WORKING DATA section start

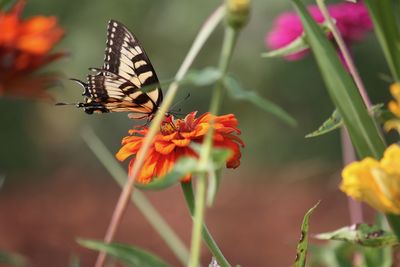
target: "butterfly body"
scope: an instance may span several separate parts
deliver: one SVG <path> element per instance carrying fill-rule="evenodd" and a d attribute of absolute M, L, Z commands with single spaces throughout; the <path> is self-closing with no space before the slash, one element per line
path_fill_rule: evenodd
<path fill-rule="evenodd" d="M 120 22 L 110 20 L 104 64 L 78 82 L 88 114 L 132 112 L 130 118 L 151 119 L 162 102 L 162 91 L 149 58 L 137 38 Z M 142 89 L 146 87 L 146 91 Z"/>

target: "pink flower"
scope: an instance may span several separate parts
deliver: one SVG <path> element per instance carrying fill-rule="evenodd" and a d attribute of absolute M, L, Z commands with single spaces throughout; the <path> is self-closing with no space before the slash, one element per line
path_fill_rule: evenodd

WORKING DATA section end

**PROBLEM:**
Please set down the whole listing exactly, apart from the pictures.

**PROBLEM SOLUTION:**
target: "butterfly body"
scope: an instance may span several separate parts
deliver: one SVG <path> element per instance carrying fill-rule="evenodd" and a d attribute of absolute M, L, Z commands with single spaces throughout; the <path> is self-closing with no space before the slash, one element per line
path_fill_rule: evenodd
<path fill-rule="evenodd" d="M 120 22 L 110 20 L 104 64 L 78 82 L 88 114 L 132 112 L 130 118 L 151 119 L 162 102 L 162 91 L 149 58 L 137 38 Z M 142 89 L 146 87 L 146 91 Z"/>

target: "pink flower"
scope: an instance may span several separate parts
deliver: one SVG <path> element per instance carrying fill-rule="evenodd" and a d attribute of absolute M, L, Z commands with single spaces throughout; the <path> is self-closing with no space before the slash, one element per line
path_fill_rule: evenodd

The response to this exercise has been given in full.